■ **DOCUMENT TEXT**
White House Deputy Press Secretary Gerald Warren said he had “no comment whatsoever” on the reports. State Department sources felt Secretary of State Henry A. Kissinger himself should discuss the reports but he was unavailable to newsmen. Only one Senatorial aide said the reports appeared to be “true” but she quickly added that their Senator was not commenting.

The National Conference on Soviet Jewry and the Greater New York Conference on Soviet Jewry reacted to the reported 45,000 per annum quota offer with disdain. The Soviets are “playing a cynical numbers game with human lives,” said a joint statement issued by Jerry Goodman and Malcolm Hoenlein, the executive directors of the national and New York groups. The fact that the Russians may have advanced a quota is an admission by the Soviets “that countless Jews are eager to leave the USSR.” the statement said. It added, “In principle, we are strongly opposed to negotiations based on numbers rather than on human rights. Our goal is total and free emigration.”

(According to reports reaching London from Soviet Jewish activists, the quota promise given Kissinger, if true, would not solve the problem because it would be filled by Jews from the Baltic states, Georgia and Moldavia who presently receive visas while Jews in Moscow and Leningrad would still be unable to get them.)

Stored entries
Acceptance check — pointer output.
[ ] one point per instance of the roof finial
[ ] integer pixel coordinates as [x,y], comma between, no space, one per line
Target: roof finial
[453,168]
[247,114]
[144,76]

■ **DIRECTIONS FOR THIS TASK**
In the news report about Soviet Jewish emigration, who issued the joint statement calling the quota offer "a cynical numbers game with human lives"? Base your response solely on the news report about Soviet Jewish emigration.

■ **THE RESPONSE**
Jerry Goodman and Malcolm Hoenlein, the executive directors of the National Conference on Soviet Jewry and the Greater New York Conference on Soviet Jewry.